What needs to be done | Copy each line exactly. Leave nothing out.

[start of Raw records]

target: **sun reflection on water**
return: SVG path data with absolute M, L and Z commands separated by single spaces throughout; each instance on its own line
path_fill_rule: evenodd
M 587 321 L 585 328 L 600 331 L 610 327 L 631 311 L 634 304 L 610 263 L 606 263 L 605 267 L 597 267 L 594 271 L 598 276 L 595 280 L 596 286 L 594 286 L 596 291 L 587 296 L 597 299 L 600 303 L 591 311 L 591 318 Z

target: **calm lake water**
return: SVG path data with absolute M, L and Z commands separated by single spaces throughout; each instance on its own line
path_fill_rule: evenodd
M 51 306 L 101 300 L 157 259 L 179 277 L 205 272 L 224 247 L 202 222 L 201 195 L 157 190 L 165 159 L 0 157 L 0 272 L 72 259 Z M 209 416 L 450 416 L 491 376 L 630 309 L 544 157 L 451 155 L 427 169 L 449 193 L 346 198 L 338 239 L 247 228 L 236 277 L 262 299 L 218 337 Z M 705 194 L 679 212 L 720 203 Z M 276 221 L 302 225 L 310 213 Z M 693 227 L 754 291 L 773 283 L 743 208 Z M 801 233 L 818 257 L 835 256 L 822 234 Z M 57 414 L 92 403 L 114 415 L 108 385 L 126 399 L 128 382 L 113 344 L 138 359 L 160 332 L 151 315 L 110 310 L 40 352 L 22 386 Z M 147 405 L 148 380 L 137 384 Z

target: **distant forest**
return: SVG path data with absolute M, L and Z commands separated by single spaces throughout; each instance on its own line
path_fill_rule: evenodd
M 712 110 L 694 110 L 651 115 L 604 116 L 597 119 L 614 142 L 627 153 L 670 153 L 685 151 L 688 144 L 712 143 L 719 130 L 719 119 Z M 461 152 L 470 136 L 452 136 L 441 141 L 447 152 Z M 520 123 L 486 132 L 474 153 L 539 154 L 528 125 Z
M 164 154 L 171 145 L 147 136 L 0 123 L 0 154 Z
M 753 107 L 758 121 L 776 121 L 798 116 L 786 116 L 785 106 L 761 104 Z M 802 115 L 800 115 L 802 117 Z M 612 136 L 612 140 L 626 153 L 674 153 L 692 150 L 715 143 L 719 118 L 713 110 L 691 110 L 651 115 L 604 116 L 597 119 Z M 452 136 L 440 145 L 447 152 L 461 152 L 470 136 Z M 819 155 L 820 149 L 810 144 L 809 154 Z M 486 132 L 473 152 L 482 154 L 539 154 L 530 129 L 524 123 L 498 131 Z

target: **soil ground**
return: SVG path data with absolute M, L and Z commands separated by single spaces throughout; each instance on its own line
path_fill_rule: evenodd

[end of Raw records]

Task output |
target: **sun reflection on water**
return: SVG path data with absolute M, L and Z commands separated by single spaces throughout; each instance on its own line
path_fill_rule: evenodd
M 587 321 L 585 328 L 600 331 L 610 327 L 631 311 L 634 304 L 610 263 L 606 263 L 605 267 L 597 267 L 594 271 L 598 276 L 595 280 L 596 286 L 594 286 L 596 291 L 587 296 L 597 299 L 600 303 L 591 311 L 591 318 Z

target: **calm lake water**
return: SVG path data with absolute M, L and Z commands separated by single spaces throughout; each instance on its own line
path_fill_rule: evenodd
M 51 306 L 101 300 L 157 259 L 179 277 L 205 272 L 224 247 L 202 222 L 201 195 L 157 190 L 165 159 L 0 157 L 0 272 L 72 259 Z M 209 416 L 450 416 L 491 376 L 630 309 L 544 157 L 451 155 L 427 169 L 449 193 L 346 198 L 338 239 L 247 228 L 236 277 L 262 299 L 218 337 Z M 705 194 L 679 212 L 720 203 Z M 276 221 L 302 225 L 310 213 Z M 693 227 L 754 291 L 773 283 L 743 208 Z M 801 233 L 818 257 L 835 256 L 822 234 Z M 57 414 L 92 403 L 114 415 L 108 385 L 126 399 L 128 382 L 113 344 L 138 359 L 160 332 L 151 315 L 110 310 L 40 352 L 22 386 Z M 147 405 L 148 380 L 137 384 Z

target: **distant forest**
return: SVG path data with absolute M, L and Z commands separated by single spaces throughout; each instance on its own line
path_fill_rule: evenodd
M 712 110 L 694 110 L 651 115 L 604 116 L 597 119 L 614 142 L 627 153 L 670 153 L 685 151 L 688 144 L 712 143 L 719 130 L 719 119 Z M 461 152 L 470 136 L 452 136 L 441 141 L 447 152 Z M 520 123 L 486 132 L 474 153 L 539 154 L 528 125 Z
M 164 154 L 171 145 L 147 136 L 0 123 L 0 154 Z
M 753 107 L 758 121 L 776 121 L 798 116 L 786 116 L 785 106 L 761 104 Z M 802 115 L 800 115 L 802 117 Z M 612 136 L 612 140 L 626 153 L 674 153 L 692 150 L 715 143 L 719 118 L 713 110 L 691 110 L 651 115 L 604 116 L 597 119 Z M 452 136 L 440 145 L 447 152 L 461 152 L 470 136 Z M 819 155 L 820 149 L 810 144 L 809 154 Z M 486 132 L 473 152 L 482 154 L 539 154 L 530 129 L 524 123 L 498 131 Z

target: **soil ground**
return: SVG path data with absolute M, L and Z commands separated by single spaces throughout; each instance on its own line
path_fill_rule: evenodd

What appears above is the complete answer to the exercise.